_TASKS TO PERFORM_
[A] Restate as a short list the paragraph of the article on eel eggs that begins "The researchers, led by Katsumi Tsukamoto," keeping its main facts.
[B] Carry on the article about the first eel eggs found at sea, beginning after its final sentence.

_SELECTED EXCERPT_
2011年2月3日 星期四

Japan team finds 1st eel eggs at sea


BY TOMOYUKI YAMAMOTO STAFF WRITER

2011/02/03


photoAn eel egg just before hatching, found off the Mariana Islands, is 1.6 millimeters in diameter. (Provided by the University of Tokyo's Atmosphere and Ocean Research Institute and the Fisheries Research Agency)

A team of researchers in Japan has found naturally spawned eel eggs in the ocean for the first time, a discovery they say will contribute to the aqua-farming of eels from eggs.

The researchers, led by Katsumi Tsukamoto, a professor of marine life science at the University of Tokyo's Atmosphere and Ocean Research Institute, collected the eggs in May 2009 off the Mariana Islands in the western Pacific.

The team included researchers from the Fisheries Research Agency, an independent administrative institution. The finding was reported in the Feb. 1 online edition of the British journal Nature Communications.

The researchers collected the eggs in a trawling survey using plankton nets.

DNA analyses found that 31 eggs, all fertilized, were those of the freshwater eel Anguilla japonica, or Japanese eel. They measured an average 1.6 millimeters in diameter.

The team said their success was the world's first in collecting naturally spawned eggs of any of the 19 eel species and subspecies.

The team focused their survey on dark new-moon nights, when they expected eels to spawn in the ocean area based on their past research.

Fertilized eggs float in seawater for only a day and a half before hatching.

The sea area, near the West Mariana Ridge, is about 3,000 to 4,000 meters deep and dotted with seamounts. The eel eggs were collected in relatively shallow waters of about 200 meters.

[Stored items]
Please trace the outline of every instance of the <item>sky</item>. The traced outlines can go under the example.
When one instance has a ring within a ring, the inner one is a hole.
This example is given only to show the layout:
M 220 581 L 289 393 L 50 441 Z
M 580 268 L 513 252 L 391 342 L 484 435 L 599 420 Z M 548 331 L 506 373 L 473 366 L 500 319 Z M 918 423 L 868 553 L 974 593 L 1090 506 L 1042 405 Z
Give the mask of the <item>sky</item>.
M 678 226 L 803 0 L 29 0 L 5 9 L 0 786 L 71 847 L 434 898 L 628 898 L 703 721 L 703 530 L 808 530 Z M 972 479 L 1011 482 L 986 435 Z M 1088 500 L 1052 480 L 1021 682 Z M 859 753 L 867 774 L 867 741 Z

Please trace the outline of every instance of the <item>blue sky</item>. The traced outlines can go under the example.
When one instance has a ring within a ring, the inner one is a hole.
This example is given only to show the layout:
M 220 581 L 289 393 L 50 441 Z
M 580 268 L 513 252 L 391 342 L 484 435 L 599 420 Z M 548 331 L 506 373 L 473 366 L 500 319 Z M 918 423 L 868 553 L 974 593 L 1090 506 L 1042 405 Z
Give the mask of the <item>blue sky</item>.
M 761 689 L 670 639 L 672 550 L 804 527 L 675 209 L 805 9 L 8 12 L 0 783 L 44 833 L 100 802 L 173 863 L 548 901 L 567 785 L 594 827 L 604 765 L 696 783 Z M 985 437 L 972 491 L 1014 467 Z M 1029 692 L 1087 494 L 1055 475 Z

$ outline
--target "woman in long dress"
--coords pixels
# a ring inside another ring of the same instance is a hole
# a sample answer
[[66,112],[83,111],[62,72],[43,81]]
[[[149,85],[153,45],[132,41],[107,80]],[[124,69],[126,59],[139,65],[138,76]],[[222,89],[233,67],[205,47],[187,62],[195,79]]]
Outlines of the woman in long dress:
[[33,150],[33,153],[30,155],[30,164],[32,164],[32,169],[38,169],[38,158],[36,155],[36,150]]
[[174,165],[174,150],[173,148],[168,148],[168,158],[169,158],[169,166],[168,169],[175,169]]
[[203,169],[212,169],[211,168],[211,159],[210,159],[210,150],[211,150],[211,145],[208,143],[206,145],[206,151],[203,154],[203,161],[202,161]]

_TASK RESPONSES_
[A]
- Team leader: Katsumi Tsukamoto, professor of marine life science at the University of Tokyo's Atmosphere and Ocean Research Institute
- Eggs collected: May 2009
- Location: off the Mariana Islands in the western Pacific

[B]
"We used to think eels lay eggs on the deep-sea bottom, but in fact spawning takes place in rather shallow waters," Tsukamoto said.

Japanese researchers have been probing the mystery of eel spawning for about four decades. In 2005, they succeeded in locating spawning areas by capturing just-hatched eel larvae off the Mariana Islands. But eggs were never found.

Because it's common for Japanese to eat eel to stave off fatigue from the summer heat, the fish are raised in aqua farms using nearly 100 million glass eels caught in the wild annually.

But the annual catch of young Japanese eels has dropped in recent years to only 10 to 20 percent of levels from around 1970, increasing the need to develop ways to mass-cultivate them.

The Fisheries Research Agency in spring 2010 successfully raised eels from eggs, but the rate of survival for young eels was very low, making commercial farming impractical.

The researchers say the data on water depth, temperature and salt density in the area where the eggs were found will prove valuable in attempts to efficiently raise eels from eggs.